§ **REQUESTS**
(a) In the Scoob! interview, condense the paragraph beginning "That was Hanna-Barbera." into a shorter version that keeps its main facts.
(b) List every character named in the paragraph of the Scoob! interview that begins "That was Hanna-Barbera."
(c) Write the next part of the Scoob! interview, picking up after its final paragraph.

§ **DOCUMENT SEGMENT**
_ _ _ _ _ _ _
Warner Bros. should release that on YouTube or something, to advertise the movie.

That’s a great idea.

Because adults would watch that and be excited.

You know what? I’m going to pass that idea along. I think that’s a really great idea. We were like, well, are kids going to care? We were then like, why wouldn’t they care? Do you know what I mean?

I’ll be honest, when the title was announced, Scoob!… It sounded like it was going to be this hip, cool for kids thing…

You mean it in a Poochie kind of way?

Exactly. But I didn’t want to say that. But that’s exactly what I was thinking. And then I watched it and it is like watching a great episode of Scooby-Doo. I think if people see that opening, adults will be like oh, okay, this is also for me.

Yeah. I think that’s great. As soon as I hang up, I’m sending that email out. I think that’s a great idea. Because, I mean, the whole movie is a love letter to Hanna-Barbera.

Yes, it is.

There are only a couple shots in there that aren’t in Scooby-Doo, Where Are You?, which kind of just helped establish Fred’s love of the Mystery Machine. Also, part of it is we wanted to keep Scooby and Shaggy together. In season one, the next shot was Shaggy in a bathtub. But we had so little time, we were like we can’t make a wet Shaggy. So, in season two, they’re in garbage cans in the alley, like we did, so we just stole that shot from the season two opening, not the season one.

I like that back then they decided that they needed to differentiate the opening credits for the second season.

That was Hanna-Barbera. Hanna-Barbera was pretty bold, and I learned that from them, from talking to them. They were just like, try it. You want to try that? Try it. If it doesn’t work, stop doing it. There’s a lot of different animation styles in this movie that are all kind of happening at once, and it made me nervous. Scooby and Shaggy are animated in a completely different style from the rest of the gang. And Dastardly has his own animation style. And Blue Falcon has his own. From an animation perspective, they’re all completely different styles. I was like, is this going to work? I was worried about it for a long time, but then finally I’m like, these are the people who made Laff-A-Lympics. They didn’t care as much, so just go for it.
_ _ _ _ _ _ _
§ **SUPPLIED ENTRIES**
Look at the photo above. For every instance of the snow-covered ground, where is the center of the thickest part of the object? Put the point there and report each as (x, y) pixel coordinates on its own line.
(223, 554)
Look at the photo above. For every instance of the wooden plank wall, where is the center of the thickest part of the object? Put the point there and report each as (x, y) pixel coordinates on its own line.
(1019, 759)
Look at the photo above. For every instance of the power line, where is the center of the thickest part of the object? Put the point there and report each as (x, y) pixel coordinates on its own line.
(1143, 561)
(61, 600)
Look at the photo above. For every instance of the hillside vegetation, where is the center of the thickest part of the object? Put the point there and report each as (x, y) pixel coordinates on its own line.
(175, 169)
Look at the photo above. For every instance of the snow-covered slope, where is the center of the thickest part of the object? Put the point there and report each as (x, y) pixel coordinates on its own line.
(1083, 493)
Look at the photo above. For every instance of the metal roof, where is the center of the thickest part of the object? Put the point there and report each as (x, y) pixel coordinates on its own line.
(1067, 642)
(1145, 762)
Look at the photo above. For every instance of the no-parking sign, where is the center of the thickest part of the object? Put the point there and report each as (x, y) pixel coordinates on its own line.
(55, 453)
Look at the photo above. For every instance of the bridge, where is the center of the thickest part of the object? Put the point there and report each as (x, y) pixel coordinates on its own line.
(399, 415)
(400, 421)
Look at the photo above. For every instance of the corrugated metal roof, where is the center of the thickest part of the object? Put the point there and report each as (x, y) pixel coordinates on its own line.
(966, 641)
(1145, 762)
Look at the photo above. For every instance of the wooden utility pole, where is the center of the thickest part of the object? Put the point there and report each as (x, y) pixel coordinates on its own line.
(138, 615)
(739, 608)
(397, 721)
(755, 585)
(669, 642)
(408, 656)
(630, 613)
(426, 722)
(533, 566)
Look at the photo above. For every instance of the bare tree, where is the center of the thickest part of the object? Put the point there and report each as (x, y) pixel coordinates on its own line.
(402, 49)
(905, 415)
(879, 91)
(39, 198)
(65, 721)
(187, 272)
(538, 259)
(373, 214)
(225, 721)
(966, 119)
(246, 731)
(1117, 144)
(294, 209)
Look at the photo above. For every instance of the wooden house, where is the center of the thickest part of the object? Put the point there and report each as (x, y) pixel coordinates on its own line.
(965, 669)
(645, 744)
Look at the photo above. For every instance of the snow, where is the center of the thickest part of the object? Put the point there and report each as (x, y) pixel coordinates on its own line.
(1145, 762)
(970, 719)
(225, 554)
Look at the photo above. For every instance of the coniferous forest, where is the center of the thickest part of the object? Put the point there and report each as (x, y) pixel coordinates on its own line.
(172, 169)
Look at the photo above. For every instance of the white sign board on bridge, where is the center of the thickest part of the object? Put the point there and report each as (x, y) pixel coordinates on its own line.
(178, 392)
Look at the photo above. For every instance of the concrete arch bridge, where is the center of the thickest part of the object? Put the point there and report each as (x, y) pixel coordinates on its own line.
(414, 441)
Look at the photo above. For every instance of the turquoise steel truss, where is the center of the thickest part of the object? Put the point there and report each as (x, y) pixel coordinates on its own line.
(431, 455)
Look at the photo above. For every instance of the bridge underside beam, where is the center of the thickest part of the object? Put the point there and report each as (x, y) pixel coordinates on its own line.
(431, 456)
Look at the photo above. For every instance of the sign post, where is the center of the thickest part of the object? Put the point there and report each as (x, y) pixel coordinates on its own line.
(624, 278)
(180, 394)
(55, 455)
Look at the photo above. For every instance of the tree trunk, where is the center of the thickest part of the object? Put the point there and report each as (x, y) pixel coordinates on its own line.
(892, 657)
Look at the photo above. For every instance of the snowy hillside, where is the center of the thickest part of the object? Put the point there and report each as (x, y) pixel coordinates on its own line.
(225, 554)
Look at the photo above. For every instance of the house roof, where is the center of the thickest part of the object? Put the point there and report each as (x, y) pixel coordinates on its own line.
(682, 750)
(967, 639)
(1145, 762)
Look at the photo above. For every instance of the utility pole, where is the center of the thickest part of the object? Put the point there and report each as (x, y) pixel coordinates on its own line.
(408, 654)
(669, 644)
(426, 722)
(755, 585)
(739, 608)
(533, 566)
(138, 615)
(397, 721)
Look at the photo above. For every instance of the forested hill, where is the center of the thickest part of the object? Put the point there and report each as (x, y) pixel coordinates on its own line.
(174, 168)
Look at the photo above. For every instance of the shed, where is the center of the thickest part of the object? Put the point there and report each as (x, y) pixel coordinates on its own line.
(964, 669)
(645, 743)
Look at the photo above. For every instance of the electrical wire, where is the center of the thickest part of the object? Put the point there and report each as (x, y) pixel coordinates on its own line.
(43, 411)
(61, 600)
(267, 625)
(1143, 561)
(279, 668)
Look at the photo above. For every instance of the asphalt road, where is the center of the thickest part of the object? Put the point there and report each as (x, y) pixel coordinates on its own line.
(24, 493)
_ _ _ _ _ _ _
§ **ANSWERS PER TASK**
(a) The speaker learned from talking to Hanna-Barbera that they were bold: try something, and stop if it doesn't work. The movie mixes several animation styles at once. Scooby and Shaggy are animated differently from the rest of the gang, and Dastardly and Blue Falcon each have their own style. This worried the speaker for a long time. The speaker finally decided to go for it, reasoning that the people who made Laff-A-Lympics didn't care as much.

(b)
- Scooby
- Shaggy
- Dastardly
- Blue Falcon

(c)
Laff-A-Lympics was great.

I’ll tell you a story!

Go ahead.

I was animating something once, something with Penelope Pitstop, and I couldn’t really figure out how her head connects to her body. And Iwao Takamoto was still around and down the hall, so I brought my animation over to him, who was the designer of Penelope Pitstop. I described the difficulty I was having and he said, “If I knew I’d be looking at this 40 years later, I would have taken longer than 45 minutes to draw it.”

That’s a great answer.

I don’t mean to say that as if it was a bad design. But they didn’t know they were making classic characters. They were just cranking out classic characters. He didn’t know when he drew that, they didn’t know they’d be looking at Scooby-Doo for the rest of their life. They thought it’s going to live for one or two seasons and be over.

When you look at the Scooby-Doo history, they were trying to make a show about a band that solved mysteries, and the dog didn’t have much to do with it, right? And then they kept getting rejected, and it kept shifting, and then finally it was something that got accepted and that became Scooby-Doo.

Right, and its influences are all over the place. You know the story. There’s actually a great article I just read online in, I believe, on the Smithsonian website, which ties the assassination of Bobby Kennedy to the creation of Scooby-Doo.


Scooby-Doo was created because of a big reaction to violence in cartoons.

Oh, right. Like Space Ghost

Right, and Johnny Quest in particular, but there was a bunch of public anti-violent, public outroar.

I thought you were going to say Sirhan Sirhan watched Scooby-Doo or something.

No, no. Bobby Kennedy thought cartoons were garbage and much too violent. Then, after he was assassinated, there was a giant public outcry that we need to do something about violence. It is one of the things that started that anti-violence movement, which led to the cancellation of Johnny Quest and the green light of Scooby-Doo, Where Are You?.

So that’s why they had to come up with stuff so quickly, to replace a slate of other stuff.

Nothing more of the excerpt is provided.